### What is needed
Please quote exactly the lines below from the line containing "Mark every instance of the baseboard" to the line containing "Mark every instance of the reflected framed", both lines included, and nothing else.

*** Block opens ***

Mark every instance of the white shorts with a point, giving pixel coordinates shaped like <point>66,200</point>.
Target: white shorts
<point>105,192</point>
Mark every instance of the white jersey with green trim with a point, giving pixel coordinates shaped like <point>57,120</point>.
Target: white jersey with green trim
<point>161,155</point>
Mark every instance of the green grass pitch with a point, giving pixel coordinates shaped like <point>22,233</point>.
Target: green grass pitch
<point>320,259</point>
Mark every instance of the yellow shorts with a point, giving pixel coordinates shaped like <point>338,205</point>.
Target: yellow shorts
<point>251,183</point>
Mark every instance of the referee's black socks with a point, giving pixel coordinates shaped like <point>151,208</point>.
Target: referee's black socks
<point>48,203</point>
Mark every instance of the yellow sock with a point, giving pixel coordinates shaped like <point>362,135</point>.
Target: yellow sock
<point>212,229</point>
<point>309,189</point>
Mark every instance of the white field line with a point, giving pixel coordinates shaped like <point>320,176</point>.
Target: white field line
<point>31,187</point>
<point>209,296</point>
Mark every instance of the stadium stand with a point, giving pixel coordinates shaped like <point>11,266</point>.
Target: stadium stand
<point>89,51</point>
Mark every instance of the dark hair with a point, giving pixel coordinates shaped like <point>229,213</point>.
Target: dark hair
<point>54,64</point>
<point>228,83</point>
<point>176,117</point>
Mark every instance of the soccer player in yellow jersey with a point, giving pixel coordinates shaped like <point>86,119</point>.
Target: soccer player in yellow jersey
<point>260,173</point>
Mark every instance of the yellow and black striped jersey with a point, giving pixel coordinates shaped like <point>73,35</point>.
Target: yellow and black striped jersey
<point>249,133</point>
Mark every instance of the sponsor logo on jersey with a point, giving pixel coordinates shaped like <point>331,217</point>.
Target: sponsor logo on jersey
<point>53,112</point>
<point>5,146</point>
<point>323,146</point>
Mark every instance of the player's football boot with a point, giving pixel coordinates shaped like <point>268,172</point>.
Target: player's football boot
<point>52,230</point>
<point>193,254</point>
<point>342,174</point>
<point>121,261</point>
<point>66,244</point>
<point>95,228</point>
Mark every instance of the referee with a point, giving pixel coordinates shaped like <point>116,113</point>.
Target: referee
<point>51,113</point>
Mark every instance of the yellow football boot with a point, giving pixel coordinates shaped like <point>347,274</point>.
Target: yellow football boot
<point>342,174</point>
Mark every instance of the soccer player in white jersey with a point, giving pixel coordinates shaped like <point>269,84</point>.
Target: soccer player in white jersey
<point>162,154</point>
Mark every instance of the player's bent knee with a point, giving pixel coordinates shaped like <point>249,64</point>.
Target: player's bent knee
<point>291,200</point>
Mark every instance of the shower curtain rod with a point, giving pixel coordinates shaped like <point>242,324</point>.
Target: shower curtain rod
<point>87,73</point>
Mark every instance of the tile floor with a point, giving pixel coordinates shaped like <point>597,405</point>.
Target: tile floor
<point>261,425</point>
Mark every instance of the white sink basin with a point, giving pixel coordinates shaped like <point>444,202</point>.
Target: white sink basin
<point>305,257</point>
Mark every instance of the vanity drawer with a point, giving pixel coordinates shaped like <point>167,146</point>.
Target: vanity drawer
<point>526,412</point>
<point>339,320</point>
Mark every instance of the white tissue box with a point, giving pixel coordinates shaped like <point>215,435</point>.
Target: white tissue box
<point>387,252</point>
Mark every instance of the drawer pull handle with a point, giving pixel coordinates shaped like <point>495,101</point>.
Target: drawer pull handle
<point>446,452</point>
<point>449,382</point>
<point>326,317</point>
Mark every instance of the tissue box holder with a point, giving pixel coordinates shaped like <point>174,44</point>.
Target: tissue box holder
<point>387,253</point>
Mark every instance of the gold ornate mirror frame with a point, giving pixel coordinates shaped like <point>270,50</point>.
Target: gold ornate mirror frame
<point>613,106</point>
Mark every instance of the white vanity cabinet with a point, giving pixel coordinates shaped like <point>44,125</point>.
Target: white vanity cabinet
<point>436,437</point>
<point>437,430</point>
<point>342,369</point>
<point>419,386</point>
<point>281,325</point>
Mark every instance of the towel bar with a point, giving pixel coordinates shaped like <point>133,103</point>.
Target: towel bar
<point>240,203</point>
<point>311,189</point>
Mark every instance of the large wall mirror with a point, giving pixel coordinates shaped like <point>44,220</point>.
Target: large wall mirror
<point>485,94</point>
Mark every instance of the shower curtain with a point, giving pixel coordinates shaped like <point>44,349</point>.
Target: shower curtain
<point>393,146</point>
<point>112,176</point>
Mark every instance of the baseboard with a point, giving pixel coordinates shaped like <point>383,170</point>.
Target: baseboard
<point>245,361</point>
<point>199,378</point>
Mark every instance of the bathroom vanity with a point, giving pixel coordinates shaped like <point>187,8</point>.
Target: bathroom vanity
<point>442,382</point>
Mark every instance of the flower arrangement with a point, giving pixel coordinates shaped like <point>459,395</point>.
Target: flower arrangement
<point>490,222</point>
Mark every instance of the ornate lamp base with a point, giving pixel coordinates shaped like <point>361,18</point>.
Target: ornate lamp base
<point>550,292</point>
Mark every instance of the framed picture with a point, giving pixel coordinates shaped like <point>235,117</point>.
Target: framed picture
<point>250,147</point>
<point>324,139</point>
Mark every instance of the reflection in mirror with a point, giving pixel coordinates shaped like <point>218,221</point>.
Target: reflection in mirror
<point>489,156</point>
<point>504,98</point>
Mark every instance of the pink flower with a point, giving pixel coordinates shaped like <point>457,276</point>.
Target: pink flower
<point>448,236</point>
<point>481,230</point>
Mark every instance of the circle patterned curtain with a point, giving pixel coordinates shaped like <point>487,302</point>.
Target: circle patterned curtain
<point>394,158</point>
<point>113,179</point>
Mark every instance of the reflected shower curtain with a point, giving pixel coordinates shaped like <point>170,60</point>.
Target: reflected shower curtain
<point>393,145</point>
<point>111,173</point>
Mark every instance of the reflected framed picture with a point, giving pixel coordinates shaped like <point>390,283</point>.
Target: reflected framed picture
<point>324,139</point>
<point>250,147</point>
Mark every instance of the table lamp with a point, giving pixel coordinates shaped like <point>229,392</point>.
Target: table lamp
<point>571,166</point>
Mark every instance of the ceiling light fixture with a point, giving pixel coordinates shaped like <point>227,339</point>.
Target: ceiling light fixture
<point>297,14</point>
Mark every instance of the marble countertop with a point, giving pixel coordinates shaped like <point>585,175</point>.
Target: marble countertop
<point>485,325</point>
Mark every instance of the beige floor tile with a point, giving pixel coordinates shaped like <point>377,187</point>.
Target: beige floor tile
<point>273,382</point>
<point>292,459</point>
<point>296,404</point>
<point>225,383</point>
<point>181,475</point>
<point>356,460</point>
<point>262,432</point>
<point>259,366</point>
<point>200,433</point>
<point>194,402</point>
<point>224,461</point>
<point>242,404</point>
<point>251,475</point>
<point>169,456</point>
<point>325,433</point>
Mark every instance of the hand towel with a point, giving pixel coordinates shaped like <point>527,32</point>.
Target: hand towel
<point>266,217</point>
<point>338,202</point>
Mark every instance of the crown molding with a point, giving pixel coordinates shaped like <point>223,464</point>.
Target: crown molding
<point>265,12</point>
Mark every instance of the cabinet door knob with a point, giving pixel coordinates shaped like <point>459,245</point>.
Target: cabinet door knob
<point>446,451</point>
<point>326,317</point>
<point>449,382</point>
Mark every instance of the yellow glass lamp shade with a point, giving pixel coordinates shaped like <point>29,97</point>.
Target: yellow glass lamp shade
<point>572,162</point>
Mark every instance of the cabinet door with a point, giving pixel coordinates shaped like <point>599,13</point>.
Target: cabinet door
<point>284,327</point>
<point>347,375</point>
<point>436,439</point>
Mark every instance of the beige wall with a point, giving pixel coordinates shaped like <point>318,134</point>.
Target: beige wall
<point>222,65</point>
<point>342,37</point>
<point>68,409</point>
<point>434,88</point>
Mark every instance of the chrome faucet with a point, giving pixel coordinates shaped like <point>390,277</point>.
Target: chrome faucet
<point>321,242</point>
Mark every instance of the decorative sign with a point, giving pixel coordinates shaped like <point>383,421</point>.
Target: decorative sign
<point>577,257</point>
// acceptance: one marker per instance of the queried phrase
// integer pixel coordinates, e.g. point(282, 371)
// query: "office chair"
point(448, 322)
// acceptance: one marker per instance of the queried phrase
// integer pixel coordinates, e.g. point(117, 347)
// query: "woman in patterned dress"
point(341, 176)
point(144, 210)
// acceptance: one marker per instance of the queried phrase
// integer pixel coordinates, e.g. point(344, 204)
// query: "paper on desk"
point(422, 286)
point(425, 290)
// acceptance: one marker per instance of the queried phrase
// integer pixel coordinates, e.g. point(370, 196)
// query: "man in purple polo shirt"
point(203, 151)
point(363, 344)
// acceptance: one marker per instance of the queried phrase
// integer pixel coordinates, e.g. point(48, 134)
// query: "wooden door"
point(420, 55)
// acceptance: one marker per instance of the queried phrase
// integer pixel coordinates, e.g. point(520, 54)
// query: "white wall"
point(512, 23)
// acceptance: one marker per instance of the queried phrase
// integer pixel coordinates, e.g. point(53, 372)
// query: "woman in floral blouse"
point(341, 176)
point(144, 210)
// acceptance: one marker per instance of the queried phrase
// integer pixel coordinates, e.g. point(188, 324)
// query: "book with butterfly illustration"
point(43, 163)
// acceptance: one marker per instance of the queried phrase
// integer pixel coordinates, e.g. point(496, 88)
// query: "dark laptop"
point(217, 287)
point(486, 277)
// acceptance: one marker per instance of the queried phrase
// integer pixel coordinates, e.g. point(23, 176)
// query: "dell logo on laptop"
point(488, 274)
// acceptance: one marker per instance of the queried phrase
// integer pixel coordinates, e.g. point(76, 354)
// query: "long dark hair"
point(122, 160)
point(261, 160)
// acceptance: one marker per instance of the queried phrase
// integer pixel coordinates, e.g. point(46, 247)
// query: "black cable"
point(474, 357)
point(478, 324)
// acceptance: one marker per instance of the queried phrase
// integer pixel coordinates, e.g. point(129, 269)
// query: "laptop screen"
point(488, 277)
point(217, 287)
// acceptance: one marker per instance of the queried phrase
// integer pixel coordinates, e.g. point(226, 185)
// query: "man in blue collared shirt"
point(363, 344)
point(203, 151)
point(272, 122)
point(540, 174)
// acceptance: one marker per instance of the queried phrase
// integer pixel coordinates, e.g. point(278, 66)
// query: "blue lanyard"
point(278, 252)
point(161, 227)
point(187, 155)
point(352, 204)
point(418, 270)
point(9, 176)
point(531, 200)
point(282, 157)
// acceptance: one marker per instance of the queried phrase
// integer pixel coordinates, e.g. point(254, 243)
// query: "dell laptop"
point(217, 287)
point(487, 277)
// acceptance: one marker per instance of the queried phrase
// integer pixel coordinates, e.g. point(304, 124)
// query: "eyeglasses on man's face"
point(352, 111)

*** Block closes ***

### Reply to the exercise
Mark every instance of the baseboard with a point, giving pixel coordinates shaped like <point>383,170</point>.
Target: baseboard
<point>245,361</point>
<point>199,378</point>
Mark every instance of the bathroom vanity with a point, giving pixel coordinates shaped like <point>187,8</point>.
Target: bathroom vanity
<point>442,382</point>
Mark every instance of the flower arrangement with a point, giving pixel coordinates shaped like <point>459,395</point>.
Target: flower arrangement
<point>490,222</point>
Mark every instance of the ornate lamp base with a point, giving pixel coordinates shaped like <point>361,18</point>.
Target: ornate lamp base
<point>550,292</point>
Mark every instance of the framed picture with a point, giving pixel coordinates shaped like <point>235,117</point>.
Target: framed picture
<point>250,147</point>
<point>324,139</point>
Mark every instance of the reflection in mirror with a point, giving pixel coordinates shaped like <point>218,221</point>.
Target: reflection in mirror
<point>489,156</point>
<point>504,98</point>
Mark every instance of the pink flower with a point, giving pixel coordinates shaped like <point>457,276</point>.
Target: pink flower
<point>448,236</point>
<point>481,230</point>
Mark every instance of the circle patterned curtain with a point, giving pixel coordinates shaped like <point>487,302</point>.
Target: circle patterned curtain
<point>394,158</point>
<point>113,179</point>
Mark every instance of the reflected shower curtain with a point, giving pixel coordinates shaped like <point>170,60</point>.
Target: reflected shower curtain
<point>393,145</point>
<point>111,173</point>
Mark every instance of the reflected framed picture with a point, giving pixel coordinates shaped like <point>390,283</point>.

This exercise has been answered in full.